# Stated exercise 1:
Using the comments on preparing for war, please answer these:
(a) What recent example does the first commenter give of a nation taking territory?
(b) Which country does the later commenter say they come from?
(c) In that commenter's account, what is the little money that country invests in its military used to focus on?
# Stated exercise 2:
Pick up the comments on preparing for war after their last sentence and write what comes next.

# Passage to read:
<<<<

3. Stop preparing for war and start dealing with your real problems.
If you want peace, prepare for war.
This is not just a pithy saying, it’s true. Those that don’t prepare for defense get taken over by aggressive nations. Nothing in our history is clearer than that. We don’t like it, but all we have to do is look around our world to see just how true it is. A most recent example is Putin expanding his borders.
Further, it takes two nations to have a war, but only one to have a genocide. We can want peace, desire peace, but if another nation doesn’t then the only way to have peace is to enforce it through preparation for war.
Being a great writer doesn’t make him right on all things.
Nor does everyone believe science can any problem with enough money. On the other hand, I know of no better method of determining how our universe works and no better method for solving real world problems. If he did, he should have told us.
The point is that everyone has to follow these rules. If that were the case then preparing for war would become a waste of time and money (as it is anyway) and we could move on to more important things like making sure that everyone has enough to eat.
Jeremy.
I fear you have missed the spirit of the message that is being relayed here. Violence on leads to more violence. Threats only create more hostility.
As I see it Americas greatest threat is not another country, but its own Violent, bulling nature. I sure Hope you are Canadian… (your proper spelling and grammer leads me to believe you are) :)
Historically, I come form a country (Canada) that Puts almost NO money into its armed forces, and what little is invested in the Military is used to focus on “Peace Keeping”. We Share one of (if not THE) largest borders with one of (if not THE) most armed countries in the world. The United States.
I do not fear an Attack/War from the US because instead of threatening each other, we find ways to DEAL with our problems, like Mr. Vonnegut suggests.

>>>>

# Provided material:

<<<<

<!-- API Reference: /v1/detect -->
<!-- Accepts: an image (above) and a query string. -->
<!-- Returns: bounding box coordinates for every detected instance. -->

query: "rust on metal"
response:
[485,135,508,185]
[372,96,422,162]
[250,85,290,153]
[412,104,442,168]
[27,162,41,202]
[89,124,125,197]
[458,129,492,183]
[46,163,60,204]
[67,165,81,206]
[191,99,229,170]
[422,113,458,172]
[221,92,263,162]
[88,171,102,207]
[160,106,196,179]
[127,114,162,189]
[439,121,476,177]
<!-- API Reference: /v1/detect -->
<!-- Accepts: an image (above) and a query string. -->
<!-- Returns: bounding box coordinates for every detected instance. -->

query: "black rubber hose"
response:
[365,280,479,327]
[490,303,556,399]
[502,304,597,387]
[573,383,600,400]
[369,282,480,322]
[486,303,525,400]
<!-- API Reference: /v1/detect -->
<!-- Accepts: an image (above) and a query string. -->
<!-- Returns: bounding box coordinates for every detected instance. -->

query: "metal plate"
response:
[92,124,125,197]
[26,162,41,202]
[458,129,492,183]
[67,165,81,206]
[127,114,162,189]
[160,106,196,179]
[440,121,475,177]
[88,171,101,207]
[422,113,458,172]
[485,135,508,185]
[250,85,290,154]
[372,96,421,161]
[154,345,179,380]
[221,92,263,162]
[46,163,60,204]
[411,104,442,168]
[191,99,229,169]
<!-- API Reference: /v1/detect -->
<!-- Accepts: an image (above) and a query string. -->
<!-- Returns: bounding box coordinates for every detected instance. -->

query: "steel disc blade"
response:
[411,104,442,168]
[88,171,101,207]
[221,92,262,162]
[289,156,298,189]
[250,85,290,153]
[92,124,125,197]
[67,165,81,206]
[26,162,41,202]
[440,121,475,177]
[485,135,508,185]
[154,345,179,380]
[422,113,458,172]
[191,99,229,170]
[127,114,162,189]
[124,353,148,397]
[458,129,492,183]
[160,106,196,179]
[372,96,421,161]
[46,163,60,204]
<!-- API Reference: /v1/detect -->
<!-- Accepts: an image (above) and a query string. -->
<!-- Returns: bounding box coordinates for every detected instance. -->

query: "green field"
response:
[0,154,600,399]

>>>>

# Right answer 1:
(a) Putin expanding his borders.
(b) Canada.
(c) "Peace Keeping."

# Right answer 2:
Canada’s foreign policy is NOT to threaten other countries, but to work with them to find mutually beneficial solutions. The same can be said of how the Government treats the citizens… As a direct result, we do NOT suffer from Terrorist Attacks (domestic or foreign) Race Violence is quite rare, and school shootings simply don’t happen…
Mr. Vonnegut’s dose not presume to have all the answers,(read the entire speech) nor dose he suggest science is a bunch of “hooey”, what he clearly states is that throwing a bunch of money at a problem is not always the best solution…
Thanks for reading that. Sorry if I went on a bit..
:)
M.
While I agree with most of what Vonnegut writes, I see a bit of a paradox between #1 and #3 of his 7 Commandments.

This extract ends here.